(begin)
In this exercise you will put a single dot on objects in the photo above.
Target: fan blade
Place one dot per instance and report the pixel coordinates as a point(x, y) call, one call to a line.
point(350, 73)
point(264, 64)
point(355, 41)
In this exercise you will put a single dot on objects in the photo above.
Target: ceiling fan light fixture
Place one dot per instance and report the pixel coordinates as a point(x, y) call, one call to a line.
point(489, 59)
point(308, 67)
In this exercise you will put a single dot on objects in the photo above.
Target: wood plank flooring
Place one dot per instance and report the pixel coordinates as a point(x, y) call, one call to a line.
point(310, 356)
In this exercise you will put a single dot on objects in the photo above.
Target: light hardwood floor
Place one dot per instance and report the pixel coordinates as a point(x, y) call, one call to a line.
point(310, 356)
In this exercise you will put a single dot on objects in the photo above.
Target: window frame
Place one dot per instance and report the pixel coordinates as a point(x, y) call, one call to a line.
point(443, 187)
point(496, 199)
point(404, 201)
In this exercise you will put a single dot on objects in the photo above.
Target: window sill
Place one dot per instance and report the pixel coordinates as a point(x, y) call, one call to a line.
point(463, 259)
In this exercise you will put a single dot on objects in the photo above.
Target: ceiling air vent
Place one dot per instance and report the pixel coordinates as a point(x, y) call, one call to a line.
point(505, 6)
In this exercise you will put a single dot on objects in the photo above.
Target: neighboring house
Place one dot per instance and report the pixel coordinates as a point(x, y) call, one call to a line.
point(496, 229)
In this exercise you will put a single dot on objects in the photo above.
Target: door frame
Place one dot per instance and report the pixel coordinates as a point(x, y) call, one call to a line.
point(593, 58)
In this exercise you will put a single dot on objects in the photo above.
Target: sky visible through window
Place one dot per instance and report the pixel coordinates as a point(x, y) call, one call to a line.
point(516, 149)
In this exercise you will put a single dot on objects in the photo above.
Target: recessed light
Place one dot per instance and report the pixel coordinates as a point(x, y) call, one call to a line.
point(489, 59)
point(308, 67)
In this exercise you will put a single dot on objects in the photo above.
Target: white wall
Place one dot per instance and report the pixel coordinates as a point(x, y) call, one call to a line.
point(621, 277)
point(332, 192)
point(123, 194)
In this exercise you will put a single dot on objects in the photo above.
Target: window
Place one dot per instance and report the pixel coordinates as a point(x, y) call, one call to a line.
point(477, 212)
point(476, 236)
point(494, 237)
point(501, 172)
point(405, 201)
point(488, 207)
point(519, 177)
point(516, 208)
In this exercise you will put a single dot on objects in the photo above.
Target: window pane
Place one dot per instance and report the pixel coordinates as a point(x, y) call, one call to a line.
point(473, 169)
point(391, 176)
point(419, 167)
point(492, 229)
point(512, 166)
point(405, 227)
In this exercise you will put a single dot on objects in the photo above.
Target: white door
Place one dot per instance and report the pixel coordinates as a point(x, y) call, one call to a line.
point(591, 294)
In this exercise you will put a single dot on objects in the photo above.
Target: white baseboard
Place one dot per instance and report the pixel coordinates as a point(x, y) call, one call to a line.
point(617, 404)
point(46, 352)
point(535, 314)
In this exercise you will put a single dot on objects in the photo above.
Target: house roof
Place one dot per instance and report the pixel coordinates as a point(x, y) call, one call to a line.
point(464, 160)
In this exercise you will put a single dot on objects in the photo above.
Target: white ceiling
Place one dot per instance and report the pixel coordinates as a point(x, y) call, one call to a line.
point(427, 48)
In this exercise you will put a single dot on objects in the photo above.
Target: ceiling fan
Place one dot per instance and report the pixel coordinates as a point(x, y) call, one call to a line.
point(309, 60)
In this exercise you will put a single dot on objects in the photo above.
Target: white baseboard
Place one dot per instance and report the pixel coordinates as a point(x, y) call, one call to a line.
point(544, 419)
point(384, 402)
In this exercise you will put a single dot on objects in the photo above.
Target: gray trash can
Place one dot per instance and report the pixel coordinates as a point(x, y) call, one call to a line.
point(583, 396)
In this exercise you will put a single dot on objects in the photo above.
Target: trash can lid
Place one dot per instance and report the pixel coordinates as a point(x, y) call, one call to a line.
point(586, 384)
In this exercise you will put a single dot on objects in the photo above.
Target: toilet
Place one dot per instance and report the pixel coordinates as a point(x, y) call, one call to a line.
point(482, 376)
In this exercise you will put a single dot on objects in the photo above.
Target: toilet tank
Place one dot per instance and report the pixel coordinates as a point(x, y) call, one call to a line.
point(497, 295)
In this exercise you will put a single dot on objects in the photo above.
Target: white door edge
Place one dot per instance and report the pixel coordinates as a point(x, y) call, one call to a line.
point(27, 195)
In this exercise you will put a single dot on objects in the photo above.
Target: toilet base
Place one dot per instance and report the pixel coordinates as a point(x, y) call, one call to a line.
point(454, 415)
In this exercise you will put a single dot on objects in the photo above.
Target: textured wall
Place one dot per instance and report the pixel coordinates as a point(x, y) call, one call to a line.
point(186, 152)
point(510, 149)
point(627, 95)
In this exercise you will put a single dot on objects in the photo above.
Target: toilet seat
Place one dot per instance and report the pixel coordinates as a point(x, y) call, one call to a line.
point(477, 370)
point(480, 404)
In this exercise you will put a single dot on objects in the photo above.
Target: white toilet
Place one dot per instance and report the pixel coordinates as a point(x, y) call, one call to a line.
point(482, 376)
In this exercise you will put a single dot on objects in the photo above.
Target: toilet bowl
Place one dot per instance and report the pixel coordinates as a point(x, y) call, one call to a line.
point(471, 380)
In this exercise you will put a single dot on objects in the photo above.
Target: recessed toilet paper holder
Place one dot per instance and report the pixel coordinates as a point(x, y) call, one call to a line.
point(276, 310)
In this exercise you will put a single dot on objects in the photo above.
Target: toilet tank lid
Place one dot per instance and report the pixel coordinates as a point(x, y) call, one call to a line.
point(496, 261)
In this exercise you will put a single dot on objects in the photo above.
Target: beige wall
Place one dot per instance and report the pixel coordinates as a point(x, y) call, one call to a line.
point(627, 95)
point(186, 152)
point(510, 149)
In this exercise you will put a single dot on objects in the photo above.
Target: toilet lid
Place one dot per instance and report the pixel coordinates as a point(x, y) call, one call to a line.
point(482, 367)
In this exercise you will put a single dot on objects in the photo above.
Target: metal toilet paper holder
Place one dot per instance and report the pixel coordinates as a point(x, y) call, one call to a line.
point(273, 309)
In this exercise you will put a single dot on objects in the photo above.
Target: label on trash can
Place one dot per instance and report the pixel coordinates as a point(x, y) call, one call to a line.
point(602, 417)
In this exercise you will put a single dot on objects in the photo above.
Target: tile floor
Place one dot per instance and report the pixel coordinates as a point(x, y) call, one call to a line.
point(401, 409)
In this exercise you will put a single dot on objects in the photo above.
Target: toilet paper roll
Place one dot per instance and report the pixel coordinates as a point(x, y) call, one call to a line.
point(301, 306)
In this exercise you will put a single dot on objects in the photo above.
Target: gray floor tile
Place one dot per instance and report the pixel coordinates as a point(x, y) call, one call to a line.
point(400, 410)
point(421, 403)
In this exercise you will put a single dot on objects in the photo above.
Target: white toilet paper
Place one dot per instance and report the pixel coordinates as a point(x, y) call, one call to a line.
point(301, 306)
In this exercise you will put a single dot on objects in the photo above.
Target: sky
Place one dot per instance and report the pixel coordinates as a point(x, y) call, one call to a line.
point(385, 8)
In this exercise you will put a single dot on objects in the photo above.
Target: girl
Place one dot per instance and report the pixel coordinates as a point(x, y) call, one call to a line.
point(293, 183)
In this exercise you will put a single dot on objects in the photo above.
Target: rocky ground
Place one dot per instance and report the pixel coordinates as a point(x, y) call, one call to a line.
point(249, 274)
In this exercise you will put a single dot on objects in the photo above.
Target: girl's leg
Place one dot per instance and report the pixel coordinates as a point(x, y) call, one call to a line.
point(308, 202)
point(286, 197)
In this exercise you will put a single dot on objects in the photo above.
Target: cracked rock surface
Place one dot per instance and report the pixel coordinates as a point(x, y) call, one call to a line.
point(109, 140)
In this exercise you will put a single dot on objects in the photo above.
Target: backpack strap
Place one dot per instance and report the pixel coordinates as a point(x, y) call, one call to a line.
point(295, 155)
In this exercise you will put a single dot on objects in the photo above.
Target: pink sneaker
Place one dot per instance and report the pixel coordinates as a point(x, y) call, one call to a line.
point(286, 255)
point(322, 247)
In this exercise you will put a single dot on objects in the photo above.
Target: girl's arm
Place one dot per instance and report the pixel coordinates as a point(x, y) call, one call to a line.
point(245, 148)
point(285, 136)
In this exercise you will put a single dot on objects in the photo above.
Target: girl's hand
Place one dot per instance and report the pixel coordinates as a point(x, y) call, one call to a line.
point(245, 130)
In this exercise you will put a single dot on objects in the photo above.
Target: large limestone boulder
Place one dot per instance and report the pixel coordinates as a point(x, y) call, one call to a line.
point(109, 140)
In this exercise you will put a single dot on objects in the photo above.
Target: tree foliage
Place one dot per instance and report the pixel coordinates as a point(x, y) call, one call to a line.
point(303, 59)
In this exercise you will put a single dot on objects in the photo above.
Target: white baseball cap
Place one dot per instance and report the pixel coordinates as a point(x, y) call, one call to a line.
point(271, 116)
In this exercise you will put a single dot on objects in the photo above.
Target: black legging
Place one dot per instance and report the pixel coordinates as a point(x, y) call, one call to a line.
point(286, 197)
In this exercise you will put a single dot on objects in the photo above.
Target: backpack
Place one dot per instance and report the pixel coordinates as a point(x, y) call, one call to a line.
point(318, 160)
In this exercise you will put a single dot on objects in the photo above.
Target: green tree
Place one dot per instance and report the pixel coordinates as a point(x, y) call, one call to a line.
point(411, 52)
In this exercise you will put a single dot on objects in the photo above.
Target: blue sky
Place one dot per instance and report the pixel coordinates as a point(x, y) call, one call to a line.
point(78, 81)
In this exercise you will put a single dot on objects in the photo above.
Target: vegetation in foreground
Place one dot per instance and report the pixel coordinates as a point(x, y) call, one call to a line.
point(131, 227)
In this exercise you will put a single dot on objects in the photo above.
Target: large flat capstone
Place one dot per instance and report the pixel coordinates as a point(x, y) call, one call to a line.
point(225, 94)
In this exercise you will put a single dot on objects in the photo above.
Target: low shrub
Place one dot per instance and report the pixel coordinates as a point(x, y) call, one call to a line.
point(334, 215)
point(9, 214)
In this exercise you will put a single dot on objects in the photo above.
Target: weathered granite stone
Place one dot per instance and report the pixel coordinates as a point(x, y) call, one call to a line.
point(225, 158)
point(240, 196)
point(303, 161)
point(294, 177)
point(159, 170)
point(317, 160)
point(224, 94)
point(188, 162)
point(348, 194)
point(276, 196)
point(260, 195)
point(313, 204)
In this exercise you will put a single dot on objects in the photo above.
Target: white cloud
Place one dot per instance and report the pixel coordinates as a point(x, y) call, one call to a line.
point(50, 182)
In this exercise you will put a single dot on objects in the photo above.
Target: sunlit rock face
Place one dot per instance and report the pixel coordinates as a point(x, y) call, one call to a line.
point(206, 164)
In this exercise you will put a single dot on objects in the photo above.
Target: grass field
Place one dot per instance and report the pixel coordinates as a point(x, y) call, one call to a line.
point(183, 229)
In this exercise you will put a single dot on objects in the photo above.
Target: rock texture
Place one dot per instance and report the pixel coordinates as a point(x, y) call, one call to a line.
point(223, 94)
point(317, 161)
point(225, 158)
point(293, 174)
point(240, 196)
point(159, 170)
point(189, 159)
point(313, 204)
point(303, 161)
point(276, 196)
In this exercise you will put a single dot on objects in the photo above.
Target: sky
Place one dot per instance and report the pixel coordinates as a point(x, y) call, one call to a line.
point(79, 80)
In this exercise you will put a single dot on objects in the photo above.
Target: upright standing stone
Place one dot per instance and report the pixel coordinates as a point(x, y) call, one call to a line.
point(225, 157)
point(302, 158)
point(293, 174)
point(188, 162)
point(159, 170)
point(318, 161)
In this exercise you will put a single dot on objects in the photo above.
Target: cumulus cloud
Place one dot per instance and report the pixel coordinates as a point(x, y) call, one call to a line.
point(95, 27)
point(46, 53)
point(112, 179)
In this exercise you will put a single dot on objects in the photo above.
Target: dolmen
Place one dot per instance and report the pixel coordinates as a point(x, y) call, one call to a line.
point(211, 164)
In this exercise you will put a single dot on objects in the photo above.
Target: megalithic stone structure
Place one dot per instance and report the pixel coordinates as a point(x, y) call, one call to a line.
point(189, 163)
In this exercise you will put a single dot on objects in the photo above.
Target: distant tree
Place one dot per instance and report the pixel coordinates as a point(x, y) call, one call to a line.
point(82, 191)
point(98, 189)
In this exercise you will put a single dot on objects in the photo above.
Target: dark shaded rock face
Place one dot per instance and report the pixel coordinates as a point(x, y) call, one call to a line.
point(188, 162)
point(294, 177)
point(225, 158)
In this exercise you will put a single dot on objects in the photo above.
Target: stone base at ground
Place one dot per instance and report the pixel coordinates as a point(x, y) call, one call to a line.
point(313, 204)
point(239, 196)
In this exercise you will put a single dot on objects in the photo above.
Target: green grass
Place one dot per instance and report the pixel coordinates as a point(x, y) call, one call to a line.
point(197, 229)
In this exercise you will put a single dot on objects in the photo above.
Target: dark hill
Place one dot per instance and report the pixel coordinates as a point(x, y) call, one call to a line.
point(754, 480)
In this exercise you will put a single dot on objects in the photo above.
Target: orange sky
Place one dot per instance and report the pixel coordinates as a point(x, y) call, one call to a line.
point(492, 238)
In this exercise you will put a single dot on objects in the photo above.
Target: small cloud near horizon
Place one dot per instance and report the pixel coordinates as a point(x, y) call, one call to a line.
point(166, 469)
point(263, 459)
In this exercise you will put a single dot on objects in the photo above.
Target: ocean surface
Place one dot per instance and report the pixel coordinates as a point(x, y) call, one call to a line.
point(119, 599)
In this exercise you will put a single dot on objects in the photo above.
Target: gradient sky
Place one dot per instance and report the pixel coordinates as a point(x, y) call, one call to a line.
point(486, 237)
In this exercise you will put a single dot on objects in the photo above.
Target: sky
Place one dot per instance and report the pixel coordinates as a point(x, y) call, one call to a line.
(end)
**Set exercise**
Render the records as a numbered list, leaving out any blank lines, starting from the first line of the records and ending with the line containing "point(355, 41)".

**Full answer**
1. In this exercise you will put a single dot on objects in the photo above.
2. Target: fan blade
3. Place one dot per instance and report the pixel coordinates as a point(x, y) call, one call to a line.
4. point(350, 73)
5. point(264, 64)
6. point(355, 41)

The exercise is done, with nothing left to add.